Extract each line from the rows below that contains the string "hair", and copy every matching line in full. Matching is case-sensitive.

* Data shown *
═══

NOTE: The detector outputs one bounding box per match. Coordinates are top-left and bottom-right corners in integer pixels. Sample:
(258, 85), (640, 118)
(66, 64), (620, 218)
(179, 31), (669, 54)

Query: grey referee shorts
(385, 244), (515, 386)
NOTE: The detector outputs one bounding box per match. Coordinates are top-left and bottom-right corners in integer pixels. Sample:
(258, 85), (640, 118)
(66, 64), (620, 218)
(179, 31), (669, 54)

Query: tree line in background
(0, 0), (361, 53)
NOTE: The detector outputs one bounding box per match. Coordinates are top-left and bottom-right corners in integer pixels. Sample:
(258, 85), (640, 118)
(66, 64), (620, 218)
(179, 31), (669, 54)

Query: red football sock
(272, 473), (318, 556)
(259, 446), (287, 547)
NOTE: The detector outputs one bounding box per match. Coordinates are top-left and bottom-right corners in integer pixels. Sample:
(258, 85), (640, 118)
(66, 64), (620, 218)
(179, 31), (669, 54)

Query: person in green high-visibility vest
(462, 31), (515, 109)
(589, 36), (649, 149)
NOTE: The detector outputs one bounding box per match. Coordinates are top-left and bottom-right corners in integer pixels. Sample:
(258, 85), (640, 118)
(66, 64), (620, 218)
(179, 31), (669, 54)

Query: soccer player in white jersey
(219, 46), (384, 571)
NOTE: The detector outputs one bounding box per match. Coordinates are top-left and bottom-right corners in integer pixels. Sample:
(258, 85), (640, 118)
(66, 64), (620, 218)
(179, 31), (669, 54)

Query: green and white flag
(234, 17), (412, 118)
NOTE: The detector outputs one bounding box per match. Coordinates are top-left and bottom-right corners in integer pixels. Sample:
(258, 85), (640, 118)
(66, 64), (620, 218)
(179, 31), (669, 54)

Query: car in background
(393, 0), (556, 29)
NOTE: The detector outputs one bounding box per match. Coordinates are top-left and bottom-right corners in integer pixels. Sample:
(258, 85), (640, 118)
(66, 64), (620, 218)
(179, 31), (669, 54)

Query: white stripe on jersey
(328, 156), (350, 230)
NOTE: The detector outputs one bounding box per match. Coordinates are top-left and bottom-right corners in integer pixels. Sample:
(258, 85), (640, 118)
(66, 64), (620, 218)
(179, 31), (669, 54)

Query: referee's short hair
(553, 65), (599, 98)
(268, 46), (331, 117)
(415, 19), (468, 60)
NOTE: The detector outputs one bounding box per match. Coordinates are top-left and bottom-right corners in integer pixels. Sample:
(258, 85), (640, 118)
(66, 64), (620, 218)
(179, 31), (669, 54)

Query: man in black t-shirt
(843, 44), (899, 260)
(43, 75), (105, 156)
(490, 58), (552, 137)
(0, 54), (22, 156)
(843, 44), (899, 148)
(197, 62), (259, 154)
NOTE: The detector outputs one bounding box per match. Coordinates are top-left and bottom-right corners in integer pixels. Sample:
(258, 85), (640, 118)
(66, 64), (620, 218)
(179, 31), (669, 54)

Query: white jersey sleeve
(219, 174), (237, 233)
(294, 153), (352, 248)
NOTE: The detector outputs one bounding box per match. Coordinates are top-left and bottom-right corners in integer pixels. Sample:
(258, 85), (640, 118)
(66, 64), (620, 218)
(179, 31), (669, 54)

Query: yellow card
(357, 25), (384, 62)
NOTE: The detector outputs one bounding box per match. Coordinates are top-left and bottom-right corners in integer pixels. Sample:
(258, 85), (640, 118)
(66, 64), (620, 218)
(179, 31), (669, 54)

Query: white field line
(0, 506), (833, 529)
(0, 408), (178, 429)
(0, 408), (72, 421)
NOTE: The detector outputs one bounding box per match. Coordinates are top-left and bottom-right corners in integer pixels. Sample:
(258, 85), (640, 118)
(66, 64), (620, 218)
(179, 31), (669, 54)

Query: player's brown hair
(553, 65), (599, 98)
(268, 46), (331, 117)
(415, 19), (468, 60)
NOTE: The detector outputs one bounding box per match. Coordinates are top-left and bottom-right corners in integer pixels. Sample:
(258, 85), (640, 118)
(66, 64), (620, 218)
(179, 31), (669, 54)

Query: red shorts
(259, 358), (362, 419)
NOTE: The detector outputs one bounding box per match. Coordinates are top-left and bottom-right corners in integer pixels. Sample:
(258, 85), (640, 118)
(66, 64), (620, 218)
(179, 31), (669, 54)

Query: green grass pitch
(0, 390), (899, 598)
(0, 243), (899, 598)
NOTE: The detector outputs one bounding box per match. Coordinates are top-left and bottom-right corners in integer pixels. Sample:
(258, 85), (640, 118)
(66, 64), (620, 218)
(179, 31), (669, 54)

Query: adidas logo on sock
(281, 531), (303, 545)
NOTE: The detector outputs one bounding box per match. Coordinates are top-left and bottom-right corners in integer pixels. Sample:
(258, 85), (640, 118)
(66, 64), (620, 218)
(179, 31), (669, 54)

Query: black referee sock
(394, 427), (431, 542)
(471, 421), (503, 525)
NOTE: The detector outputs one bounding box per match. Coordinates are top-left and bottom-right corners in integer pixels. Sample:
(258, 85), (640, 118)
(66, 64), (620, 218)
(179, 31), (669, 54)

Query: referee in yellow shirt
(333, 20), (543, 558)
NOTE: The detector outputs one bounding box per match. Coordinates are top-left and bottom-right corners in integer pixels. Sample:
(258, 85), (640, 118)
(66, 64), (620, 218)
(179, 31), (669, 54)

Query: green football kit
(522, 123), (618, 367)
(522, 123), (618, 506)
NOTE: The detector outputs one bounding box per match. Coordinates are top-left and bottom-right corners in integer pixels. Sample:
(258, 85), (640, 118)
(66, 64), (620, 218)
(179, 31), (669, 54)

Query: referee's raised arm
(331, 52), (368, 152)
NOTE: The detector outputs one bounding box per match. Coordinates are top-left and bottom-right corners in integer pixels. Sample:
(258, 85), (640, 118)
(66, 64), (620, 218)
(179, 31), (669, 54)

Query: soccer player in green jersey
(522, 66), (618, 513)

═══

* Output for this task *
Query: referee's short hair
Query: player's brown hair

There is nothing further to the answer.